Source records

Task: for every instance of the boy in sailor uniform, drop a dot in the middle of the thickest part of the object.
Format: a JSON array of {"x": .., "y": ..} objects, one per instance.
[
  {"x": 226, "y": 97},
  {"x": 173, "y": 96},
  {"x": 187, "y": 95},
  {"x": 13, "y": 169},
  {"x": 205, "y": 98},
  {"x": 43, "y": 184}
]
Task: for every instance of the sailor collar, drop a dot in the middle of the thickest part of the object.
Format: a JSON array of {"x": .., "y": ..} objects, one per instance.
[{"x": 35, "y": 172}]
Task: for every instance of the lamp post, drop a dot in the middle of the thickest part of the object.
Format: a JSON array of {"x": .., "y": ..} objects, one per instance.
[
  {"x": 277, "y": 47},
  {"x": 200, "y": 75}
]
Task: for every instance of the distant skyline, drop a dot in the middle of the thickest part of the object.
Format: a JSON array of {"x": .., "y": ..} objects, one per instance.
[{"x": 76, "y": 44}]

- The exercise: Copy the rows above verbatim, every one of them.

- The result:
Task: for every instance of the boy in sailor uniform, drop a dot in the middle of the thickest part of the object.
Format: a JSON array of {"x": .., "y": ..} objects, one per instance.
[
  {"x": 226, "y": 97},
  {"x": 173, "y": 96},
  {"x": 187, "y": 95},
  {"x": 13, "y": 169},
  {"x": 205, "y": 98},
  {"x": 43, "y": 184}
]
Task: for every instance of the sailor collar, drop a dot in the middle of the thickest part of the object.
Format: a JSON array of {"x": .., "y": ..} objects, one per instance.
[{"x": 35, "y": 172}]
Task: for every instance of the lamp post, drop a dot in the middle of the thickest part of the object.
Format: a JSON array of {"x": .., "y": ..} objects, one per instance.
[
  {"x": 277, "y": 47},
  {"x": 200, "y": 75}
]
Task: for every instance of the distant skyline, drop a dot in the middle of the thickest part of the object.
Format: a JSON array of {"x": .., "y": ..} objects, one per instance.
[{"x": 76, "y": 44}]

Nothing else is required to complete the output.